## Task statement
Stop after the line containing "Where can the jagged": print each line exactly from the first line of the listing up to that point.
====== Provided material ======
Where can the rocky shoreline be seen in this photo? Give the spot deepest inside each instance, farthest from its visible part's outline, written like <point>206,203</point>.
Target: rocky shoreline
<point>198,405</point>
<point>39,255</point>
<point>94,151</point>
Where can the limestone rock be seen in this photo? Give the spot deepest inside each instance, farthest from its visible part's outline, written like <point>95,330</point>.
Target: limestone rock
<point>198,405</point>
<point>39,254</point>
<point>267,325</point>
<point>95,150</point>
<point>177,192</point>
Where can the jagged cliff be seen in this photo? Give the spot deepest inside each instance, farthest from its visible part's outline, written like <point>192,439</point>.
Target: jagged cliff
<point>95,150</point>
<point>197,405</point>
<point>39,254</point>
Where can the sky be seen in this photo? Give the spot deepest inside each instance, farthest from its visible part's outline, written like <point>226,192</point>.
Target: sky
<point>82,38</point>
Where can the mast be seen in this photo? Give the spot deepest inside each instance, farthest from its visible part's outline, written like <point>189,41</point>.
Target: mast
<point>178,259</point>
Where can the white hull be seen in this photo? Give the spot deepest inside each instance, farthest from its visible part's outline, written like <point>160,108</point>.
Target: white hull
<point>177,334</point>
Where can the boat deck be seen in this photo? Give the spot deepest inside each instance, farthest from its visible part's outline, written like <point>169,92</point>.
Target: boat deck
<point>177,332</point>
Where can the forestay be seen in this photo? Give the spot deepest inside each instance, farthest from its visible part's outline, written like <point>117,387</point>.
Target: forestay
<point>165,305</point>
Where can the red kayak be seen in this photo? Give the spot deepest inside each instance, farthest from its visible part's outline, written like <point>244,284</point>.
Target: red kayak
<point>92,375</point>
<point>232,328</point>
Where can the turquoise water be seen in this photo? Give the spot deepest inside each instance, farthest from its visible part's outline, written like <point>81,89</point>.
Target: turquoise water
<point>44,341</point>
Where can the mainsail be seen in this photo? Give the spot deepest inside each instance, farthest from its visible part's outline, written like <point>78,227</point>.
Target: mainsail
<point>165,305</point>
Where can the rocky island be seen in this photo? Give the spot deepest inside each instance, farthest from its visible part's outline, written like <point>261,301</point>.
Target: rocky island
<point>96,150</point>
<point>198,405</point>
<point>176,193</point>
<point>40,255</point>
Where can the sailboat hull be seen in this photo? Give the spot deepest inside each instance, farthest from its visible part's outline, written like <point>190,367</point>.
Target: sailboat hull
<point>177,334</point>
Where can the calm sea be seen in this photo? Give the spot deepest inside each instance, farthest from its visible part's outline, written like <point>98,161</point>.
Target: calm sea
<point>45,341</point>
======
## Solution for this exercise
Where can the rocky shoreline be seen in this photo? Give the spot deepest inside each instance, farthest from its visible part's outline, written like <point>206,203</point>.
Target: rocky shoreline
<point>198,405</point>
<point>39,255</point>
<point>94,151</point>
Where can the limestone rock be seen in this photo? Give the spot deepest inside each instance, farthest from its visible part's outline, written like <point>95,330</point>.
Target: limestone rock
<point>198,405</point>
<point>39,254</point>
<point>267,325</point>
<point>95,150</point>
<point>177,192</point>
Where can the jagged cliff be seen in this photo? Give the spot deepest inside each instance, farthest from its visible part's outline, written like <point>192,439</point>.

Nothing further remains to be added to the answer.